### SELECTION

━━━━━━━━

Why This Idea Should Be Considered
Undergraduate teaching is core to our nature as a university (as well as being our main source of income), and the area where we can best distinguish ourselves from the RG offering. We have many exciting and marketable features which help us stand out, but in isolation from a push to recognise our core offering it is difficult to make a coherent message to applicants. We have successful research centres, our business park, our excellent campus and green spaces, our community engagement, our consultancy activities, our overseas campuses and many other important activities, all of which help to come together into something special. However, no matter how successful these activities, if home undergraduate students do not want to study here then we cease to be a viable university; it is their priorities that we must centre. To survive the ongoing turmoil in UK higher education we must show prospective students that if they come to Keele, they will be supported by a community who is prepared to put students and their learning first.
How We Would Implement This Idea
- Messaging: Consistent branding which unashamedly recognises that we put teaching first, not as a corollary of our research strength, but as a standalone priority. And as a result, that Keele students receive some of the best education in the country, as evidenced by a renewed institutional focus on student satisfaction and NSS performance.
- Hiring strategies: Any post with teaching responsibilities should include a teaching assessment as a mandatory requirement and core criterion, and we must grow permanent teaching-focused posts with progression opportunities. The Education and Scholarship career track must be strengthened, celebrated and supported for full parity of opportunity and prestige with the Education and Research track, and seen as the first-line option for staffing in business cases for new undergraduate programme development.

━━━━━━━━

### THINGS TO DO
[1] In the teaching-first proposal, what must any post with teaching responsibilities include?
[2] Resume the teaching-first proposal from where it stops.
The records are separate material and have no connection to the teaching-first proposal.

### SUPPLIED INFORMATION
━━━━━━━━

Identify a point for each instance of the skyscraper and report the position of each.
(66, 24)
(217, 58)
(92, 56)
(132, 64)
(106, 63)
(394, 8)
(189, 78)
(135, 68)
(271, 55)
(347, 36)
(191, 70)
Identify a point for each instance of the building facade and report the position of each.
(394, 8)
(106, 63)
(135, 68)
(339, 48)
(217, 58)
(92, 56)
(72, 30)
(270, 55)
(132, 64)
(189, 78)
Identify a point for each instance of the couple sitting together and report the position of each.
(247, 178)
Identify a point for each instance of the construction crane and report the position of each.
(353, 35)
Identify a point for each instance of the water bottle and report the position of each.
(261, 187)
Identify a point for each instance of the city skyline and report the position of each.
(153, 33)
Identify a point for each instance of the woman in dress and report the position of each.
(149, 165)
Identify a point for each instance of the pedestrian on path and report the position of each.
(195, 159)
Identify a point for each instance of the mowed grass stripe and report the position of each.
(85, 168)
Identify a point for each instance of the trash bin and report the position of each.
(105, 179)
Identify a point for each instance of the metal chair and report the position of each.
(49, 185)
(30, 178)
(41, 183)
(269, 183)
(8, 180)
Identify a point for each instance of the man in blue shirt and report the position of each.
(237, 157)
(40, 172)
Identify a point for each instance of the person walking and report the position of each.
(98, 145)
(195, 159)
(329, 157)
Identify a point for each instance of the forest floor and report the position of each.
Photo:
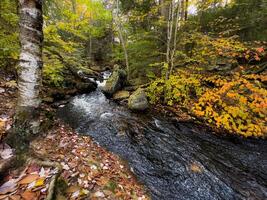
(83, 169)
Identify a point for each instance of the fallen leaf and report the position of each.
(42, 172)
(6, 153)
(27, 195)
(99, 194)
(29, 178)
(76, 194)
(5, 197)
(73, 188)
(39, 182)
(8, 186)
(15, 197)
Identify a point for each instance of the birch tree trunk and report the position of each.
(29, 72)
(122, 40)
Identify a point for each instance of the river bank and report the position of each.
(86, 169)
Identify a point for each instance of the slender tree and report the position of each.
(118, 24)
(29, 72)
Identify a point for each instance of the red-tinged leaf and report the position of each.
(73, 189)
(15, 197)
(260, 50)
(27, 195)
(33, 168)
(29, 178)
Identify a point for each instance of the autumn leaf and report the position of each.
(29, 179)
(73, 188)
(27, 195)
(15, 197)
(9, 186)
(260, 50)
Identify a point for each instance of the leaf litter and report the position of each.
(89, 171)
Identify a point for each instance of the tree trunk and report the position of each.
(122, 40)
(186, 10)
(29, 73)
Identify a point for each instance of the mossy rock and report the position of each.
(120, 95)
(138, 100)
(115, 82)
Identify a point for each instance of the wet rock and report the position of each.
(2, 90)
(120, 95)
(138, 100)
(86, 87)
(48, 99)
(115, 82)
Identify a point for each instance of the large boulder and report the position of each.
(138, 100)
(115, 82)
(120, 95)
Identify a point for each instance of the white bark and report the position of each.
(122, 40)
(30, 65)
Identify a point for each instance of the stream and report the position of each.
(173, 160)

━━━━━━━━

### THE REPLIES
[1] A teaching assessment, as a mandatory requirement and core criterion.

[2]
- Keele GTAs: A new, unique PhD offering with a formal teaching qualification included as a significant part of their training. This would make our doctoral graduates more employable in educational settings while improving student:staff ratios, providing education mentoring opportunities for staff, and giving our undergraduate students more exposure to active researchers at a relatable career level.
- Staff progression and retention: Equal progression opportunities for staff who pursue excellence in education, in parity with excellence in research or scholarship. This means more support/prioritisation for education activities in promotion criteria across job families. For most academic posts, education is the largest component in real terms by FTE, and so should be treated as such when assessing and celebrating performance. Excellent teaching comes from many directions, and no roles or job families involving education should be dissuaded from spending time focusing on this.
- Student-facing opportunities: All staff roles have the potential to contribute positively to the experience of our students, and doing so should never be a professional detriment or seen as unproductive time. Student-facing programme administrators within schools could be a key student contact point, and we should widen opportunities for technical and support staff to progress and be recognised for contributing to student-facing roles and activities where they may wish to do so.
What Success Would Look Like
In the first instance, success would be a larger proportion of high tariff students who have the option to choose a RG institution deciding instead to come to Keele, across all subject areas.
Keele should aim to return to our pre-2020 position at the top of the NSS. Student satisfaction is the feeling among students that they are supported and valued as individuals, and that their learning and success is as important to us as it is to them; there is no reason not to strive for this.
This shift in priorities should also improve satisfaction, retention and progression for all staff in student-facing roles or with responsibilities for teaching, who would see that all efforts to develop and deliver excellent teaching and student support are recognised and valued by the institution.